What is being asked:
Only lines containing the word "path" belong in the answer; copy each one from the records.

Provided entries:
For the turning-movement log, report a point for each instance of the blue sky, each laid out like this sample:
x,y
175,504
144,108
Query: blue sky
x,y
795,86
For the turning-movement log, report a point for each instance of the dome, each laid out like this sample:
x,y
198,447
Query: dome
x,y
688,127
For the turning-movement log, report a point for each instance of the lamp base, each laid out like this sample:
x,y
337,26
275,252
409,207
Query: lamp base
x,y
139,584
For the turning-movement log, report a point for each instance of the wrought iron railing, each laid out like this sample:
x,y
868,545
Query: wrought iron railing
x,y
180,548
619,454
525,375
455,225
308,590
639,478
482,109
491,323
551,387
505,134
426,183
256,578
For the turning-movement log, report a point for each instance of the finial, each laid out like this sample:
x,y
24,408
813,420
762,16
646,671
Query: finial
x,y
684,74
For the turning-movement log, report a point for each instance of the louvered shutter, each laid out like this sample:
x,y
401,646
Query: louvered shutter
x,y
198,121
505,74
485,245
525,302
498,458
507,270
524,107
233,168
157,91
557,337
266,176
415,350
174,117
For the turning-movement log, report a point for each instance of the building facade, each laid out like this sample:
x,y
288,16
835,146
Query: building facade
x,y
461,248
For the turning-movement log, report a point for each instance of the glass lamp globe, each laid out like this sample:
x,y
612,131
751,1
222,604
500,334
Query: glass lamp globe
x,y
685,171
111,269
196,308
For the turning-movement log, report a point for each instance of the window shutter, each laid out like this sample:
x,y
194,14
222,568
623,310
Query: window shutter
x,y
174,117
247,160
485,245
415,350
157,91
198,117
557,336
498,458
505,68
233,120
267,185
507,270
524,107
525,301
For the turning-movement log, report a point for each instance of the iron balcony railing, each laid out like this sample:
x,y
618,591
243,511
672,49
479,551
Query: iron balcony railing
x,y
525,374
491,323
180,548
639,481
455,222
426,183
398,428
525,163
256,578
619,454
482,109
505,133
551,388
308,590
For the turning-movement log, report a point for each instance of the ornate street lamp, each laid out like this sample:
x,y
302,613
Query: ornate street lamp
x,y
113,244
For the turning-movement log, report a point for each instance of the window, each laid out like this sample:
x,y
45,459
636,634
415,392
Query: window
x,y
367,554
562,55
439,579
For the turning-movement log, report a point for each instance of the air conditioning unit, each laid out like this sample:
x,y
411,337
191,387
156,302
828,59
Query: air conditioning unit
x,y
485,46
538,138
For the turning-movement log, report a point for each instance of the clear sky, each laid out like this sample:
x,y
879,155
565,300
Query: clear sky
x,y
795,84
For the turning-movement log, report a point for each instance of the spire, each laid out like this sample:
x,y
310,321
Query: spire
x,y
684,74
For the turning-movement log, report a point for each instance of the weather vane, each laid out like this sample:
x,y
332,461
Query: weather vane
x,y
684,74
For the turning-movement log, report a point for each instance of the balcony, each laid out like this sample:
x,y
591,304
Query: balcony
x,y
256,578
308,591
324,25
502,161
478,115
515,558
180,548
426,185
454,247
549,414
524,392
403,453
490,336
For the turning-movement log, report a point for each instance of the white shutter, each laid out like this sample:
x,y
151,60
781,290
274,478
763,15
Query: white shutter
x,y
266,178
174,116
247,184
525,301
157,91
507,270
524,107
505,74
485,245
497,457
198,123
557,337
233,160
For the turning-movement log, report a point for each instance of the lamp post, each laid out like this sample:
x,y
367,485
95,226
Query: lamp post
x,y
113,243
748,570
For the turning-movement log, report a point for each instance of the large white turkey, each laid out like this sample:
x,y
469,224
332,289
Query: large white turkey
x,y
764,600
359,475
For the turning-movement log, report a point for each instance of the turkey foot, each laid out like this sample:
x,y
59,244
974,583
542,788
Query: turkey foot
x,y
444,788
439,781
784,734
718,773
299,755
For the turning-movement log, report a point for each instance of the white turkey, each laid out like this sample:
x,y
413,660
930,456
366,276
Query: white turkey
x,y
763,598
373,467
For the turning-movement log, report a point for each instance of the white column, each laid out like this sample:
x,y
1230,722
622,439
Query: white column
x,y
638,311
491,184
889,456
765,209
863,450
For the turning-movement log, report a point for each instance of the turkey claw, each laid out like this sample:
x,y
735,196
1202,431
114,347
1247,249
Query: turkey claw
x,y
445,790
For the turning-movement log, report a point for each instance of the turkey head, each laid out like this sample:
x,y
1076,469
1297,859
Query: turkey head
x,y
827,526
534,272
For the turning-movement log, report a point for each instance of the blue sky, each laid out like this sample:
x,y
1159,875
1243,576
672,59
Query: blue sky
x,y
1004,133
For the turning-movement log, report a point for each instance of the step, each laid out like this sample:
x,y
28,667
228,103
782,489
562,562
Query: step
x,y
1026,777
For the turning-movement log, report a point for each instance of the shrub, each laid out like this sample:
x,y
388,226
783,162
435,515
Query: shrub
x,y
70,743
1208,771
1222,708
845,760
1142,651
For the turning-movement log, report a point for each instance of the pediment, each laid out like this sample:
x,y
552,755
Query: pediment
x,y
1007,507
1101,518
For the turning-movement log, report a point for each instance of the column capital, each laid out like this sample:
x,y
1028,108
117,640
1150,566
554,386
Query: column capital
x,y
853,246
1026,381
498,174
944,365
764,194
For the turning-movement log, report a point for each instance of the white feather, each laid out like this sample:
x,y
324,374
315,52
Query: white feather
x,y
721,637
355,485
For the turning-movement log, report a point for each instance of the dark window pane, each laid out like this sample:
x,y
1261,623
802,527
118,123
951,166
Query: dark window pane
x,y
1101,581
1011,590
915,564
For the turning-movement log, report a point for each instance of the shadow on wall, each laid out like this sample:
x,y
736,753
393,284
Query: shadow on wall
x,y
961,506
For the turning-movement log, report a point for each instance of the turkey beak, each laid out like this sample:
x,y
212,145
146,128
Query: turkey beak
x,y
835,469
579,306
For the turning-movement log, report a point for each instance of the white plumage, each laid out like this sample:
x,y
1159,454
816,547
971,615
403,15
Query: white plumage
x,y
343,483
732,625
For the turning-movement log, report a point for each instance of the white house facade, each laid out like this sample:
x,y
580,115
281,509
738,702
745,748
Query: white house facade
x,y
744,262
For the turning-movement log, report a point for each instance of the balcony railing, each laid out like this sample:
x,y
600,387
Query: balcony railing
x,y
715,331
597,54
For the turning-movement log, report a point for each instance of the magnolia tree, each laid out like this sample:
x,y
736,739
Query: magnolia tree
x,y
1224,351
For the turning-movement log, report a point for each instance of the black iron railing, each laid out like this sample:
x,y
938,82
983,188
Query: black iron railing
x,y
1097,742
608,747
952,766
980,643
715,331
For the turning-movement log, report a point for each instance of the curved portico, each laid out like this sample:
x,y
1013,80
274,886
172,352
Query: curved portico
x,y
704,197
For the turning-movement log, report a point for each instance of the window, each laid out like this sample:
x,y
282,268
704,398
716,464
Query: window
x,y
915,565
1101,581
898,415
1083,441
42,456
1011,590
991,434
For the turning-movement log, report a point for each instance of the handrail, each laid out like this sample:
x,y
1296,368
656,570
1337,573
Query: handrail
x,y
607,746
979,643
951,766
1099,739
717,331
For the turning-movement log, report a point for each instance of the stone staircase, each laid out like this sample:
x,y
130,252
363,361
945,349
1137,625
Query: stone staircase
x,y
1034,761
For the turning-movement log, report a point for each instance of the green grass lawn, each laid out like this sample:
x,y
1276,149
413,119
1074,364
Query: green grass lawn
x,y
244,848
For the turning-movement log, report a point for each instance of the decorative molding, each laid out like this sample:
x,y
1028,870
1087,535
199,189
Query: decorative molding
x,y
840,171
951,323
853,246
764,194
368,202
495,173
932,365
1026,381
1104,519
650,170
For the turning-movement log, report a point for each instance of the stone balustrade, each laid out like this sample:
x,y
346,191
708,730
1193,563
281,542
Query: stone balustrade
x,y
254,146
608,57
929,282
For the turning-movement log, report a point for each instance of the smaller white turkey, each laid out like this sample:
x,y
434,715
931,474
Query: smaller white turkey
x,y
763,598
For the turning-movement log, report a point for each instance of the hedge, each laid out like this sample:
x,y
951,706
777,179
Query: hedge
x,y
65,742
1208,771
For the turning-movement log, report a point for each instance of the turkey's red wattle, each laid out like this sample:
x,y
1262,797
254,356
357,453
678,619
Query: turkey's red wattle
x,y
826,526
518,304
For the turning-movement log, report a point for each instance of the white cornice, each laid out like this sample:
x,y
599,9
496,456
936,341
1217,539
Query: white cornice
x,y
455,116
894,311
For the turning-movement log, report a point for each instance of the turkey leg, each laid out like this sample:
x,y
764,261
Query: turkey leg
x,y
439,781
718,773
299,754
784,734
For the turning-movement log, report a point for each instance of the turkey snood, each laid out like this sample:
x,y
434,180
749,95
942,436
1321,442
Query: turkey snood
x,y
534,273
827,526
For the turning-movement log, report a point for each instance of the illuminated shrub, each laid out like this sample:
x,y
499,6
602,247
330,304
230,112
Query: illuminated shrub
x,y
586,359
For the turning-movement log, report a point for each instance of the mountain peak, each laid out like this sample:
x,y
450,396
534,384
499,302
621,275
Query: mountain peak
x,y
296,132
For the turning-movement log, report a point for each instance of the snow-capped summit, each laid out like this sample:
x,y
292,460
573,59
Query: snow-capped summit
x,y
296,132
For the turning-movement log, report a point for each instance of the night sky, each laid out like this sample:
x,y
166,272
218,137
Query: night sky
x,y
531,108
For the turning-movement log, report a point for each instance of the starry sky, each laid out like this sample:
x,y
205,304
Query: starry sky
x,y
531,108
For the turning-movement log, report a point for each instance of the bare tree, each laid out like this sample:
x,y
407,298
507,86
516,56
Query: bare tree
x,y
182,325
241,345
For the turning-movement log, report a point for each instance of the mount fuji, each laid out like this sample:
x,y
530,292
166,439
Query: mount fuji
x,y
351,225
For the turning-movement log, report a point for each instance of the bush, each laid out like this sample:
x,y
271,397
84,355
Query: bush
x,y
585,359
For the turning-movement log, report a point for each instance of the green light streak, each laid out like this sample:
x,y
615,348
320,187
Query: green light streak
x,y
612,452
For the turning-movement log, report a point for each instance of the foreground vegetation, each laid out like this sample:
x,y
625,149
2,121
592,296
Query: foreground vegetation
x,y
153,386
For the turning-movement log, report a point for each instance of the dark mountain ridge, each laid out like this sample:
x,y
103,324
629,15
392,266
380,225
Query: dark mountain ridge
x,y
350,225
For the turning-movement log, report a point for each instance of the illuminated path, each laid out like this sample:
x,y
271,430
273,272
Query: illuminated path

Answer below:
For the turning-movement log, report a point for each instance of the illuminated path, each laid out like this sample:
Query: illuminated path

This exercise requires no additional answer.